**INSTRUCTIONS TO FOLLOW:**
Swap "white cloud" for "gray cloud" in the records from the line with "Task: each instance of the white cloud" to the line with "115], [316, 121]]", and return only those lines with everything else left as is.

**PROVIDED DATA:**
******

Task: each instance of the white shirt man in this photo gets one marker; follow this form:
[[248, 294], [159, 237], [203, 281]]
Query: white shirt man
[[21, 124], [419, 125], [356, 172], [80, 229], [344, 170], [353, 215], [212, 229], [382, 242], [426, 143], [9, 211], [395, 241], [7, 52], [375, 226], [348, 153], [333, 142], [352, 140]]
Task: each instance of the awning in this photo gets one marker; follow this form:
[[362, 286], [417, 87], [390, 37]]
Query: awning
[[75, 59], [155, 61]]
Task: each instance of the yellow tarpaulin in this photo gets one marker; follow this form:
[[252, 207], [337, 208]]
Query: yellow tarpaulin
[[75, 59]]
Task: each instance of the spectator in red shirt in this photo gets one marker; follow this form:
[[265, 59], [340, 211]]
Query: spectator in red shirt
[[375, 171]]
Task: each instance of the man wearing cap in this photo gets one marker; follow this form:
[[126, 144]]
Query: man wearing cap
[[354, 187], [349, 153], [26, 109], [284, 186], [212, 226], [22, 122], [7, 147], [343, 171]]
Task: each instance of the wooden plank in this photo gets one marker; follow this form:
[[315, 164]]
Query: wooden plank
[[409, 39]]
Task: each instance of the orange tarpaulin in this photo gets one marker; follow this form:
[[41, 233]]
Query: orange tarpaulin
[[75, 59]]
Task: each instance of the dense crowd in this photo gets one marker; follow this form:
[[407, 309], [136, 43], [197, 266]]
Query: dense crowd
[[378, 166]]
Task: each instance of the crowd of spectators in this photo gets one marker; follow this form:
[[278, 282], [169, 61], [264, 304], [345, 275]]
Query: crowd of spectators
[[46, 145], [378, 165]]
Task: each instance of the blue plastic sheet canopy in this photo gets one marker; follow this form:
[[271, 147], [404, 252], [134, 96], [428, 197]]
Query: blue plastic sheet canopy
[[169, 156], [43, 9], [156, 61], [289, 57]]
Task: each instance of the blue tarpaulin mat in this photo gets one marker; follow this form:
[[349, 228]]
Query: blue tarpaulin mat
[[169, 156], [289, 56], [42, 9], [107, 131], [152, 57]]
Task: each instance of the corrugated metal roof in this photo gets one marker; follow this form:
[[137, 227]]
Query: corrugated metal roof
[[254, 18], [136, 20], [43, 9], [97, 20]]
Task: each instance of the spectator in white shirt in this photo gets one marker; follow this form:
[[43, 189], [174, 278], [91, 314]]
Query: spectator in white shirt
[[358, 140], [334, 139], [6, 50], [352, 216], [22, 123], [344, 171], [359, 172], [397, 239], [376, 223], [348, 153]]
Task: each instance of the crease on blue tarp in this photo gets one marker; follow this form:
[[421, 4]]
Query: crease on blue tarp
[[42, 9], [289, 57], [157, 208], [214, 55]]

******

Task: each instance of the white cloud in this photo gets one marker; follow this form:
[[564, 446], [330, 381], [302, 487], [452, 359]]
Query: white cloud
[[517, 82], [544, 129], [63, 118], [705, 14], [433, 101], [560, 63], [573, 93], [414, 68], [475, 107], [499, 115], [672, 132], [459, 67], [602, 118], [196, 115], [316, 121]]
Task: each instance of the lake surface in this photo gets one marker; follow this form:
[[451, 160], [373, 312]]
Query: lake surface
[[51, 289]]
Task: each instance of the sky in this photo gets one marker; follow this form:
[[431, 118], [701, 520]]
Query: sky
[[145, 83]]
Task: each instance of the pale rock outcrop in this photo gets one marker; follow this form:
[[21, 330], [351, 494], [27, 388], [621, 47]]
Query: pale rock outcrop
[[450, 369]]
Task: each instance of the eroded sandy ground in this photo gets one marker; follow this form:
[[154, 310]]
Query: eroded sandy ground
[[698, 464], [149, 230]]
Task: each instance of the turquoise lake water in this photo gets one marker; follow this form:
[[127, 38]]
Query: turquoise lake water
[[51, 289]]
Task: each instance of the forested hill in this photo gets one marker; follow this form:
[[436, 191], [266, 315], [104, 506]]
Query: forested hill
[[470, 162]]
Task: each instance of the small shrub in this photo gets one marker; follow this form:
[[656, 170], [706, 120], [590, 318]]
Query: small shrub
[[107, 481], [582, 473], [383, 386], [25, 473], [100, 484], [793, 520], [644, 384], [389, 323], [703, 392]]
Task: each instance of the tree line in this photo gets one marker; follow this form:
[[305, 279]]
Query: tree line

******

**WRITTEN ANSWER:**
Task: each instance of the gray cloud in this photo gets one marker; follow this form:
[[564, 446], [330, 381], [302, 487], [452, 359]]
Query: gray cloud
[[517, 82], [544, 129], [63, 118], [705, 14], [433, 101], [560, 63], [573, 93], [414, 68], [475, 107], [499, 115], [672, 132], [459, 67], [602, 118], [196, 115], [316, 121]]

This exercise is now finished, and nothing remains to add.